Direction:
Reproduce every one of the records below verbatim, line for line, with no alteration.

Given entries:

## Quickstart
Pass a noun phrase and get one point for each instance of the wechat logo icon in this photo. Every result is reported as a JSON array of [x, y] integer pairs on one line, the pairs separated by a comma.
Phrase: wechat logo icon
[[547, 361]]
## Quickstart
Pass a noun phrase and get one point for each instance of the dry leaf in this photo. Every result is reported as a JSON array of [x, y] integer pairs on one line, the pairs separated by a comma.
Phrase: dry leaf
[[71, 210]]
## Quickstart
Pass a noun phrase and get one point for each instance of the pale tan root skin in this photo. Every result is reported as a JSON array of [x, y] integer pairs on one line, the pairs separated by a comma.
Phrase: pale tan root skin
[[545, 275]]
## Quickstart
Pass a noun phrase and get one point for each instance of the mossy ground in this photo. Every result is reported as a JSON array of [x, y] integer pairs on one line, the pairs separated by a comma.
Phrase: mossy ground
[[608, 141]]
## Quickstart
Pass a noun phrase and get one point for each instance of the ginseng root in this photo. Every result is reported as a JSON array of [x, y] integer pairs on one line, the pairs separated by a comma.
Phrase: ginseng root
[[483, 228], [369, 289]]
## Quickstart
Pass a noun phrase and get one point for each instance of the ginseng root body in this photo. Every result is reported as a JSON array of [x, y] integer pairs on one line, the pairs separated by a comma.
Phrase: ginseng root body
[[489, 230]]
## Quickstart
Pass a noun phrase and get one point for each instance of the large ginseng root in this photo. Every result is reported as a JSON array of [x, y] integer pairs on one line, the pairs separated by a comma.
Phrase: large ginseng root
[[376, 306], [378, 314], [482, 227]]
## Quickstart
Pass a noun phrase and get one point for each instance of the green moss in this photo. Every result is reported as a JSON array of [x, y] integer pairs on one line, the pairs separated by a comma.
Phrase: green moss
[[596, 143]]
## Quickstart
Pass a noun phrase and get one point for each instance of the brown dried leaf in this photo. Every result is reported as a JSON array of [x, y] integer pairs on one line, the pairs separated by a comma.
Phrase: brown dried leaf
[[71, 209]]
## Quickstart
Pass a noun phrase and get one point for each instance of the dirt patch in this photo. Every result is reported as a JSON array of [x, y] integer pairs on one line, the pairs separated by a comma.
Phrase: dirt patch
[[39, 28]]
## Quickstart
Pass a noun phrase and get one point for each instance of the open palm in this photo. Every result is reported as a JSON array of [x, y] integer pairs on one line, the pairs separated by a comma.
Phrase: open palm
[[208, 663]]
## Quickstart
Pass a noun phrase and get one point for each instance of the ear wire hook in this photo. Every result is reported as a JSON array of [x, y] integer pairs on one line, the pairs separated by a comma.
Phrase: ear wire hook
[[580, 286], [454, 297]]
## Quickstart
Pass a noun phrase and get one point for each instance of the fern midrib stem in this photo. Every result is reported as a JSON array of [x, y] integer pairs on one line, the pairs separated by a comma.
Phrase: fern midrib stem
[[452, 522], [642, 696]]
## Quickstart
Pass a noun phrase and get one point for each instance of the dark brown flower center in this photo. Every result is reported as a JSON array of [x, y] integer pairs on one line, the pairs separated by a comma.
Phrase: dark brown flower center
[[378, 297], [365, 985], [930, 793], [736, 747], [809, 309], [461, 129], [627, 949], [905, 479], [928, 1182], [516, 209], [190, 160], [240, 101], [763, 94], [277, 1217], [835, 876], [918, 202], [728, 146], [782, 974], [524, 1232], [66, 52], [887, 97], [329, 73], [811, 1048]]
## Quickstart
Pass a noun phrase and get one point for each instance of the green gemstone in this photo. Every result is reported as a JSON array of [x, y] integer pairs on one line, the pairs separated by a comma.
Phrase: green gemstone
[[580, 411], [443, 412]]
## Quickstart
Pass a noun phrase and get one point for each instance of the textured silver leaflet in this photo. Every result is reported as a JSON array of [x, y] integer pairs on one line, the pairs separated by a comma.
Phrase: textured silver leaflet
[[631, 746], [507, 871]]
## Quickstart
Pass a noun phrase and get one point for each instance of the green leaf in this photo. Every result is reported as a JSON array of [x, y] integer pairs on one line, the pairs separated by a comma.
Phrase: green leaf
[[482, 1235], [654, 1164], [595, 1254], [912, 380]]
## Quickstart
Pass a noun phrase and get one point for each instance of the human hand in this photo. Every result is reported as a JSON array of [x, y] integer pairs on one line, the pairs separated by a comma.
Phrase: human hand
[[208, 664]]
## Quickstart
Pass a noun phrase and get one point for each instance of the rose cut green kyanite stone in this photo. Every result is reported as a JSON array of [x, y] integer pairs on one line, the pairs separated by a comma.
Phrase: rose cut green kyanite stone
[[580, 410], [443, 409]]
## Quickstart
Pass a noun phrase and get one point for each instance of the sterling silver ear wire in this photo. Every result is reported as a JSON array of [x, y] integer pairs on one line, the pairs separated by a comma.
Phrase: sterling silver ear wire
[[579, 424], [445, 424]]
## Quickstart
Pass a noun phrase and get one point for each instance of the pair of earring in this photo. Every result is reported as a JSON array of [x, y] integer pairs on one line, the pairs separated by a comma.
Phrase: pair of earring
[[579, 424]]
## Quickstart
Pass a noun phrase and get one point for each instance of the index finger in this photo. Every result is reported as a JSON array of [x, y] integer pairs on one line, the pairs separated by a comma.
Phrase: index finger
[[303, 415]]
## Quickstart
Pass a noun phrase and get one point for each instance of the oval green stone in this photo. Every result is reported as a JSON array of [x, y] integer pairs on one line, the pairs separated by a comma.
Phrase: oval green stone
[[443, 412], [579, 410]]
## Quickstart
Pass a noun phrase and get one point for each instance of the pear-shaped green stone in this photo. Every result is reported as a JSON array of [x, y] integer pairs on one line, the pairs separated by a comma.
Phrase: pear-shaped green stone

Output of the task:
## Quickstart
Pass a noun phrase and get one point for each instance of the wechat logo icon in this photo. Every result is reported as a JSON array of [x, y] integer pairs on one line, the pairs separated by a comma.
Phrase: wechat logo icon
[[547, 361]]
## Quickstart
Pass a noun phrase and get one point for each instance of the dry leaf in this photo. Every result is reported as a JSON array of [x, y] integer pairs on one line, the pairs separated by a comma.
Phrase: dry leaf
[[71, 210]]
## Quickstart
Pass a noun phrase and get one point for each instance of the pale tan root skin in this photo. Every result is reported as a JSON array of [x, y] integer pairs on one line, the pairs separated by a comma.
Phrase: pale tan root skin
[[545, 275]]
## Quickstart
Pass a noun phrase and get one point for each instance of the mossy ground in this photo. Every result is reported as a JSON array of [x, y] integer pairs on one line, the pairs separated by a comma.
Phrase: mossy ground
[[608, 141]]
## Quickstart
Pass a noun phrase and get one point for each instance of the ginseng root in this photo. Every result is reported as a JSON array of [x, y] integer pairs on one line, the pairs separated by a comma.
Phrase: ginseng root
[[483, 228], [369, 289]]
## Quickstart
Pass a noun phrase and get one point for each instance of the ginseng root body in this photo. Every result is reported as a JSON array of [x, y] integer pairs on one line, the pairs separated by a comma.
Phrase: ginseng root body
[[489, 230]]
## Quickstart
Pass a noun phrase and get one point for each instance of the large ginseng root in this photo. Every result is reported as a JSON array of [x, y] integer pairs on one line, the pairs separated by a comma.
Phrase: large ginseng root
[[376, 306], [378, 314], [482, 227]]
## Quickstart
Pass a noun phrase and get one point for each instance of the green moss in this photo. Every result is reported as a JSON array of [x, y] integer pairs on one line, the pairs separated by a comma.
Phrase: green moss
[[596, 143]]
## Quickstart
Pass a noun phrase and get one point for each instance of the brown dried leaf in this photo. Every result is reported as a JSON array of [x, y] integer pairs on one line, the pairs separated by a comma.
Phrase: brown dried leaf
[[71, 209]]
## Quickstart
Pass a noun phrase and get one point for each instance of the dirt patch in this photo. Every result is reported as a JSON array of [x, y] integer pairs on one line, the pairs separated by a comma.
Phrase: dirt patch
[[39, 28]]
## Quickstart
Pass a noun phrase and get one point for each instance of the open palm in this photo. Every result is reported as a JSON array of [x, y] integer pairs on one line, the pairs separated by a comma.
Phrase: open palm
[[208, 663]]
## Quickstart
Pass a noun phrase and get one point for each instance of the ear wire hook in this photo. Every result is reported as a JSON array of [x, y] integer pairs on one line, the pairs separated by a comma.
Phrase: ear wire hook
[[580, 286], [454, 297]]
## Quickstart
Pass a noun phrase and get one point for each instance of the fern midrib stem in this photo. Every result is reported as a JSON array of [x, y] integer pairs on one line, the pairs separated by a comma.
Phrase: fern midrib stem
[[452, 522], [642, 696]]
## Quickstart
Pass a noun phrase and get one point for each instance of the dark brown flower center in this photo. Every result is reported as a JSON array of [x, y] integer pairs on one line, the pairs separated by a comma.
Phrase: dark brown flower center
[[378, 297], [365, 985], [930, 793], [736, 747], [809, 309], [461, 129], [627, 949], [905, 479], [928, 1182], [516, 209], [190, 160], [240, 101], [763, 94], [277, 1217], [835, 876], [918, 202], [728, 146], [782, 974], [524, 1232], [66, 52], [887, 97], [329, 73], [811, 1048]]
## Quickstart
Pass a noun phrase and get one point for each instance of the green gemstone in this photo. Every result is reported as a JSON array of [x, y] integer pairs on one line, the pairs separated by a comma.
Phrase: green gemstone
[[580, 411], [443, 412]]
## Quickstart
Pass a noun phrase and get one point for each instance of the textured silver leaflet in this photo. Every result is reported as a JSON array of [x, y] integer pairs on one line, the pairs separated by a comma.
Phrase: textured silver leaflet
[[631, 746], [507, 871]]
## Quickstart
Pass a noun phrase and get one point for each instance of the green leaf in this photo. Every result is reported as a JSON array of [x, y] integer pairs on one line, the pairs separated by a comma.
Phrase: green leaf
[[482, 1235], [654, 1164], [595, 1254], [912, 380]]
## Quickstart
Pass a noun phrase and get one point for each instance of the human hand in this photo. Every result is reported as a JSON array of [x, y] integer pairs on one line, the pairs separated by a comma.
Phrase: human hand
[[208, 664]]
## Quickstart
Pass a noun phrase and get one point for each instance of the rose cut green kyanite stone in this photo. Every result is reported as a JSON array of [x, y] integer pairs on one line, the pairs separated by a comma.
Phrase: rose cut green kyanite stone
[[580, 410], [443, 409]]
## Quickstart
Pass a noun phrase and get one point for each instance of the sterling silver ear wire in this photo. Every result is reported as a JSON array of [x, y] integer pairs on one line, the pairs separated by a comma.
Phrase: sterling silver ear wire
[[579, 424], [445, 424]]
## Quickstart
Pass a noun phrase and get one point for each instance of the pair of earring in this photo. Every result is reported as a JSON array of [x, y] integer pairs on one line, the pairs separated by a comma.
Phrase: pair of earring
[[579, 424]]
## Quickstart
Pass a noun phrase and get one point for each instance of the index finger in this photo. Every result is reported as a JSON array of [x, y] integer pairs on one line, the pairs separated by a comma.
Phrase: index finger
[[303, 415]]
## Quickstart
Pass a noun phrase and get one point for each instance of the oval green stone in this photo. Every result is reported as a JSON array of [x, y] integer pairs on one line, the pairs separated by a comma.
Phrase: oval green stone
[[443, 412], [579, 410]]
## Quickstart
Pass a noun phrase and get one point for each instance of the pear-shaped green stone in this photo. Every result is reported as a JSON array of [x, y] integer pairs on one line, the pairs separated by a comma.
Phrase: pear-shaped green stone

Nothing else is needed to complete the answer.